> **Deine Aufgabe**: Zähle, in wie vielen der folgenden Zeilen das Wort „black“ vorkommt. Gib nur die Zahl an.

> **Zeilen zur Aufgabe**:

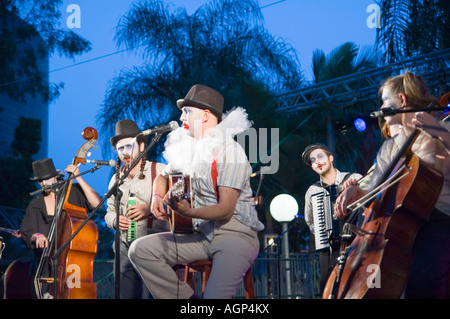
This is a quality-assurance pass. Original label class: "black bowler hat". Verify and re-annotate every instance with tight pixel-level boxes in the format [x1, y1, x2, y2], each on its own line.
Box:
[177, 84, 223, 121]
[302, 143, 331, 166]
[30, 158, 59, 181]
[109, 120, 148, 147]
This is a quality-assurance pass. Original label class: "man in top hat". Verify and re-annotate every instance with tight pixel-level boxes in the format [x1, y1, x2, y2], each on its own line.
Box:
[19, 158, 101, 298]
[105, 120, 169, 299]
[302, 143, 361, 293]
[129, 85, 264, 299]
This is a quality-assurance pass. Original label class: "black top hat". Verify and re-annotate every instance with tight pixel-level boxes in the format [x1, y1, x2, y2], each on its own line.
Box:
[109, 120, 148, 147]
[302, 143, 331, 166]
[30, 158, 59, 181]
[177, 84, 223, 121]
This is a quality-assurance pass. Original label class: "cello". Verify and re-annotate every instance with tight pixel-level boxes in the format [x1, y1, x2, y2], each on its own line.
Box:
[34, 127, 98, 299]
[322, 129, 443, 299]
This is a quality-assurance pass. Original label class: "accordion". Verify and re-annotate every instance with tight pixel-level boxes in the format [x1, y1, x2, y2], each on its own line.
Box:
[311, 185, 340, 250]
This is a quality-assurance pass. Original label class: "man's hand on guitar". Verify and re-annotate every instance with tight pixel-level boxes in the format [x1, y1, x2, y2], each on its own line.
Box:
[151, 194, 169, 220]
[114, 215, 131, 230]
[127, 204, 150, 222]
[164, 192, 192, 217]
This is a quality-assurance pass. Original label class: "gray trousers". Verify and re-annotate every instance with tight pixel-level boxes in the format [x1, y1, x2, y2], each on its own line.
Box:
[128, 218, 259, 299]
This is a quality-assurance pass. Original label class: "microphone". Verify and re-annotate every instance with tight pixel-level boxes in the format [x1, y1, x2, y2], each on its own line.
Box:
[86, 160, 116, 167]
[370, 106, 398, 118]
[250, 166, 270, 177]
[138, 121, 180, 136]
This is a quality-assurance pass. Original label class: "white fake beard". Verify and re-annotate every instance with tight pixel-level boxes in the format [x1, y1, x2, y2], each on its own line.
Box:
[163, 107, 253, 178]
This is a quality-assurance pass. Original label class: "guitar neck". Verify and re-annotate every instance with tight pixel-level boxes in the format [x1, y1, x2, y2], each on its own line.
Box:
[0, 227, 17, 234]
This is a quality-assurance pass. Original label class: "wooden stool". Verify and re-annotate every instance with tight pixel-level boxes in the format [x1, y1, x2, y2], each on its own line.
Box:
[184, 259, 255, 299]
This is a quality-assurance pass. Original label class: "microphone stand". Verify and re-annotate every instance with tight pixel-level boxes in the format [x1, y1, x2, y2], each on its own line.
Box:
[263, 215, 304, 299]
[55, 133, 162, 299]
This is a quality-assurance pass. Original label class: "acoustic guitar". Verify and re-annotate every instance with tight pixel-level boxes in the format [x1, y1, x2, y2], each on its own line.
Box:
[168, 174, 194, 234]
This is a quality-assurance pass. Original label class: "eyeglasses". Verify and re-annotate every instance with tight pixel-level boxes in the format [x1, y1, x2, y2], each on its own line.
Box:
[309, 153, 327, 165]
[117, 144, 135, 153]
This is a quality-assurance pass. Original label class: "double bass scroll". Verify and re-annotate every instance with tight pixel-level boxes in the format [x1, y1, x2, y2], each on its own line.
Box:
[34, 127, 98, 299]
[322, 130, 443, 299]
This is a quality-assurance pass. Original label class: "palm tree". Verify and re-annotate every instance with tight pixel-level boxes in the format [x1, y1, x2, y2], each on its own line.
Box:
[98, 0, 302, 156]
[312, 42, 378, 160]
[376, 0, 450, 63]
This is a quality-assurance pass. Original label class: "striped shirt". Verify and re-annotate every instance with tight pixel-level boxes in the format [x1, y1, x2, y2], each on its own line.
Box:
[163, 138, 264, 240]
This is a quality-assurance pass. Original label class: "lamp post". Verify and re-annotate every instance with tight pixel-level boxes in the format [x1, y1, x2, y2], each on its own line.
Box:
[269, 194, 298, 296]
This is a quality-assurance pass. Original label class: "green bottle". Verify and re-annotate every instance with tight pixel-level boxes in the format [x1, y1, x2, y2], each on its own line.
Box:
[127, 193, 136, 243]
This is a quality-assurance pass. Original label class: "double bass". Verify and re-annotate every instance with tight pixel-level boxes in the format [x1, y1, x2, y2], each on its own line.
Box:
[34, 127, 98, 299]
[322, 129, 443, 299]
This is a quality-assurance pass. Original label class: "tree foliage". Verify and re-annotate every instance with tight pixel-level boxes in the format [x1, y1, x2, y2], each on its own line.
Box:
[98, 0, 302, 154]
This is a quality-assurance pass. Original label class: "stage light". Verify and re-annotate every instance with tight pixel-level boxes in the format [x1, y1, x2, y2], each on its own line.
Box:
[353, 117, 367, 132]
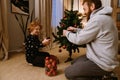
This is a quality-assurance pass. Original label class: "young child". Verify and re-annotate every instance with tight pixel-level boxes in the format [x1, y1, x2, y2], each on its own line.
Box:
[25, 20, 50, 67]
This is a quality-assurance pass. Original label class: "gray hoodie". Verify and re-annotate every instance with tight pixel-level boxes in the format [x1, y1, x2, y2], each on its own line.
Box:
[66, 7, 119, 71]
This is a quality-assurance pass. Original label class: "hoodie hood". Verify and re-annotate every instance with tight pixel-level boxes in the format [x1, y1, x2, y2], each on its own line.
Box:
[90, 6, 112, 17]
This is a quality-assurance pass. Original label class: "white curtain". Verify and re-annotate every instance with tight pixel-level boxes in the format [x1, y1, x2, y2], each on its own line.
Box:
[0, 0, 8, 60]
[51, 0, 63, 28]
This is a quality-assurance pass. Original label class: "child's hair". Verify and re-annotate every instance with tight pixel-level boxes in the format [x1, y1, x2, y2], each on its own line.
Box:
[27, 19, 42, 33]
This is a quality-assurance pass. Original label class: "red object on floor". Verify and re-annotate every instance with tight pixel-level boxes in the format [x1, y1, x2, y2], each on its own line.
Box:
[45, 55, 59, 76]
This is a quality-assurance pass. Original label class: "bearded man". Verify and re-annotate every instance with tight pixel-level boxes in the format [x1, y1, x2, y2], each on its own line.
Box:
[63, 0, 119, 80]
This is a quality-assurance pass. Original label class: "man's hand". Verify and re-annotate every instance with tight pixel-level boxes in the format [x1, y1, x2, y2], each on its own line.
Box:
[63, 30, 68, 36]
[67, 26, 76, 32]
[42, 39, 50, 46]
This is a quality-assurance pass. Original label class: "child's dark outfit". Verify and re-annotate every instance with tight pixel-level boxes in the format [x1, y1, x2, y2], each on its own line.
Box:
[25, 34, 50, 67]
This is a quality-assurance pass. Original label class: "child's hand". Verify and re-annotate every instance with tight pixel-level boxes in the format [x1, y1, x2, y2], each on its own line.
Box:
[42, 38, 50, 46]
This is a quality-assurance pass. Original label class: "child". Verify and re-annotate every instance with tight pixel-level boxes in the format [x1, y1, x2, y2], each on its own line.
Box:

> **Lösung**: 2